# Do this
Reproduce everything from the line containing "Task: spot one point per instance of the fingers." down to the end of the records, without changing a character.

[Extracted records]

────────────────────────────────────────

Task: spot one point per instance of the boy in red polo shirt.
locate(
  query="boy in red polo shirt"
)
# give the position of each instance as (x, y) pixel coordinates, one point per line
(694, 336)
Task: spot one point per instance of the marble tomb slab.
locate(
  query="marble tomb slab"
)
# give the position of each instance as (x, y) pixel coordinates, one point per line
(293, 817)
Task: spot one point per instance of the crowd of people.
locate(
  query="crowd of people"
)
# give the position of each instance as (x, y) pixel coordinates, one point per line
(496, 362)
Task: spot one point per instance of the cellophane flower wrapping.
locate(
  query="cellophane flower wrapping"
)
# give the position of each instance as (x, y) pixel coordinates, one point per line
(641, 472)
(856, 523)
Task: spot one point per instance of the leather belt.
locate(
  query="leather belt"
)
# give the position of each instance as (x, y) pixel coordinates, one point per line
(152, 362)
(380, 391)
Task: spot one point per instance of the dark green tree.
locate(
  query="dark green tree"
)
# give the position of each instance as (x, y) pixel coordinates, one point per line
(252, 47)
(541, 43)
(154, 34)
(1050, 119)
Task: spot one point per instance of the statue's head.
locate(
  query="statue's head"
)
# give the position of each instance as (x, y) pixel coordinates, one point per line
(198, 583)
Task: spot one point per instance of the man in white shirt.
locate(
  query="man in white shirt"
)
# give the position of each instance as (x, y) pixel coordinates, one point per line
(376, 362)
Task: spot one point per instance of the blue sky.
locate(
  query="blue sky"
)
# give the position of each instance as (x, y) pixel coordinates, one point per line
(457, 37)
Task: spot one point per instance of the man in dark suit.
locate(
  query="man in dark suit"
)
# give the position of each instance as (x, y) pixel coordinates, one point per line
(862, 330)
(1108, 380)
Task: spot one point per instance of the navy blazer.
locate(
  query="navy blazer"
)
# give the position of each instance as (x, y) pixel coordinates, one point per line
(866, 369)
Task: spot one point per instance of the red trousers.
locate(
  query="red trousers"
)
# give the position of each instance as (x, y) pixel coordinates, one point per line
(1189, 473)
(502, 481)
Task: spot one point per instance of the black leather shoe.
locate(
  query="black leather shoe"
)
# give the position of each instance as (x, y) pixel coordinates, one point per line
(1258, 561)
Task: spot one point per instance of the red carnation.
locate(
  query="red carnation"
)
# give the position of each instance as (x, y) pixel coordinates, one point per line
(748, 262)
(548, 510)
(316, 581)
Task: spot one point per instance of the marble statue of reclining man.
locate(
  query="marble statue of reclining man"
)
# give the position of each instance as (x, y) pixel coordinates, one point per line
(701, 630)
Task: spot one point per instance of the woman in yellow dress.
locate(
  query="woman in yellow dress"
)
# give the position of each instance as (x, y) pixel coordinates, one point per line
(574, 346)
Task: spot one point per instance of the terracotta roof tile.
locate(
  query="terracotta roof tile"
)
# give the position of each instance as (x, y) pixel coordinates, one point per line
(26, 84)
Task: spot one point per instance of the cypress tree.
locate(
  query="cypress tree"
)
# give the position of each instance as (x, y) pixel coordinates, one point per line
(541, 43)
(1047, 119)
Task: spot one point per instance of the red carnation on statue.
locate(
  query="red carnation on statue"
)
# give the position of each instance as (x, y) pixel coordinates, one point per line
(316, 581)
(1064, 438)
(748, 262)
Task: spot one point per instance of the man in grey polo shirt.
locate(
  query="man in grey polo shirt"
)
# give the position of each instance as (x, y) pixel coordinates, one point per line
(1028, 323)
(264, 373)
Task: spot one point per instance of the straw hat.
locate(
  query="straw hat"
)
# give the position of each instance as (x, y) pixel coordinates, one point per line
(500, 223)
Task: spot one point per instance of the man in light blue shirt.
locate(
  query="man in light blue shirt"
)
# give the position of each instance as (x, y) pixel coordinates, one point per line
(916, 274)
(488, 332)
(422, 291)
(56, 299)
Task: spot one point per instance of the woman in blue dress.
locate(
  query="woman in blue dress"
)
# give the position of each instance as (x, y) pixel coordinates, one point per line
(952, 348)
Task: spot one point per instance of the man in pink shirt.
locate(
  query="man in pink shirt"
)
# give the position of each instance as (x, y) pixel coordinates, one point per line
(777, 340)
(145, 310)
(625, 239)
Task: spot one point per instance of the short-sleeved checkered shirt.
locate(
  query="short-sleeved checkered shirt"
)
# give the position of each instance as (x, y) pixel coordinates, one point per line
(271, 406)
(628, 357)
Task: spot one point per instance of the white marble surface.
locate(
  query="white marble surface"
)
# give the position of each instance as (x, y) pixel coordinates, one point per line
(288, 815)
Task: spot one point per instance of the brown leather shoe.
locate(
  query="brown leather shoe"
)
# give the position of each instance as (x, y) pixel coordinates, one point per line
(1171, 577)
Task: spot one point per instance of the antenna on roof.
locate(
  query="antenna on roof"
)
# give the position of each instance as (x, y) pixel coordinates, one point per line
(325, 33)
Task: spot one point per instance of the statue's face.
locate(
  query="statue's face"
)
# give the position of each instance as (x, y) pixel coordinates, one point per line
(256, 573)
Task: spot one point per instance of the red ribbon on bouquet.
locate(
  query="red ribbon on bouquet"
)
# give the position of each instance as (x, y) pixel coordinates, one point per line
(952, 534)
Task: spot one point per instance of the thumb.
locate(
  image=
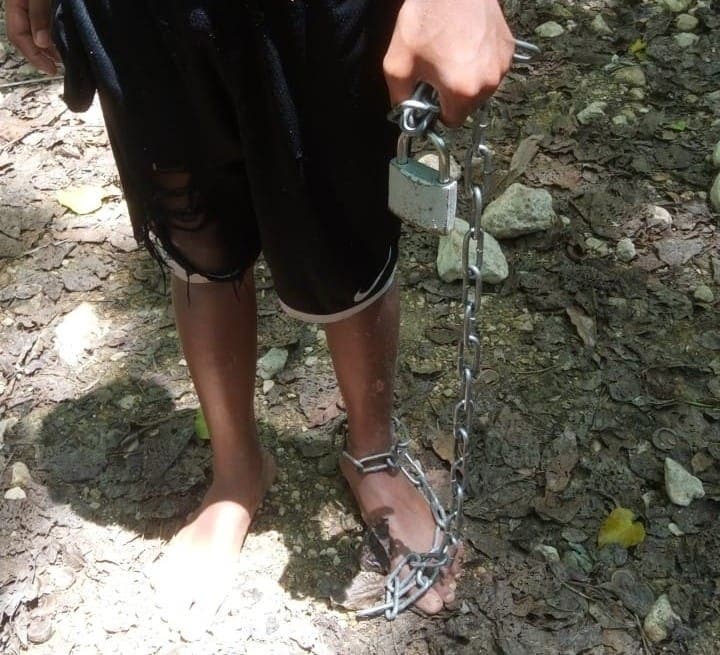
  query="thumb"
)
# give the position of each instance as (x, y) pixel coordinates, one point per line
(39, 14)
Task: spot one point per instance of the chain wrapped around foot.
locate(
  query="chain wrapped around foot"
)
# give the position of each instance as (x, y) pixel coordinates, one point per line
(415, 573)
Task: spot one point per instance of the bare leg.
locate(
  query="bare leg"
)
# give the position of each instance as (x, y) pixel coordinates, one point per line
(364, 351)
(217, 327)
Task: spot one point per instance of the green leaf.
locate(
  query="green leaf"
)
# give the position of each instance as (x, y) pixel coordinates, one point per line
(619, 528)
(201, 429)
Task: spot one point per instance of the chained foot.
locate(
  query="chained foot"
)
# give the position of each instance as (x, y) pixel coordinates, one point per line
(197, 568)
(389, 497)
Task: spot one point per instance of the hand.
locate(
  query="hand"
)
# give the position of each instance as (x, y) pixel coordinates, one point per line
(28, 29)
(462, 48)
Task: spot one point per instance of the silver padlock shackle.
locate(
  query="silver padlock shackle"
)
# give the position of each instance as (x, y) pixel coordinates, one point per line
(403, 153)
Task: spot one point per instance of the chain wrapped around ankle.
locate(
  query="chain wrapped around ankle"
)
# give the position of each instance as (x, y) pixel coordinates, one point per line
(415, 573)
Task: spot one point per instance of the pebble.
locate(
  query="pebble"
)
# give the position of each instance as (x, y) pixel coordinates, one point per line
(327, 465)
(594, 111)
(630, 75)
(599, 26)
(660, 218)
(686, 22)
(681, 487)
(272, 362)
(675, 529)
(549, 30)
(20, 476)
(660, 620)
(449, 258)
(676, 6)
(39, 630)
(549, 553)
(519, 210)
(715, 194)
(686, 39)
(703, 293)
(64, 578)
(701, 462)
(625, 250)
(15, 493)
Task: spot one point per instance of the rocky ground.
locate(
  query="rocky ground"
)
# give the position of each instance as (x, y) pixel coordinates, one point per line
(599, 385)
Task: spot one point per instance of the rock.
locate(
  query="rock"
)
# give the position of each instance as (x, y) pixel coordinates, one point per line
(272, 362)
(686, 39)
(676, 6)
(686, 22)
(592, 112)
(661, 619)
(630, 75)
(660, 218)
(39, 630)
(599, 26)
(549, 30)
(76, 333)
(715, 194)
(432, 160)
(328, 465)
(15, 493)
(681, 487)
(449, 259)
(520, 210)
(549, 553)
(703, 293)
(625, 250)
(20, 476)
(597, 245)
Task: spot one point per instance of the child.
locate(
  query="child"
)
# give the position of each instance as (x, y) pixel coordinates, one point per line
(260, 125)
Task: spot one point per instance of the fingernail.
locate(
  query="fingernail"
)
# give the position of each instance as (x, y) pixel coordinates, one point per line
(42, 39)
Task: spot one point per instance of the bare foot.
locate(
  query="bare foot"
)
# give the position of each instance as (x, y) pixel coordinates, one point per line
(389, 496)
(197, 569)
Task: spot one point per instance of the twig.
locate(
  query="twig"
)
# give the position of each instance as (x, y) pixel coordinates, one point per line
(646, 645)
(32, 80)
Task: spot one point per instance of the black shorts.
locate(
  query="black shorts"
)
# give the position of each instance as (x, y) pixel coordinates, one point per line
(248, 126)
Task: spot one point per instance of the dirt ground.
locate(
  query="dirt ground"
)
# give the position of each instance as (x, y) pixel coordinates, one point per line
(594, 371)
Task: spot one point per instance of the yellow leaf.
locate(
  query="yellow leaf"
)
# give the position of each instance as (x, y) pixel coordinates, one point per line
(82, 199)
(618, 528)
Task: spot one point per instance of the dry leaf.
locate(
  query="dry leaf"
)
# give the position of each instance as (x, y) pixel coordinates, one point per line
(619, 528)
(584, 325)
(81, 200)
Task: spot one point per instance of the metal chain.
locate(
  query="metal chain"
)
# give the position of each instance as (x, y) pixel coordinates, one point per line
(415, 573)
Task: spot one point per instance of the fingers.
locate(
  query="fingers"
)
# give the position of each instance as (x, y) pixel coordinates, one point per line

────────────────────────────────────────

# Problem solution
Task: spot one point per instance of the fingers.
locate(
  query="fingers"
)
# give the position of each instance as (x, y) pixel coordinates, one point per line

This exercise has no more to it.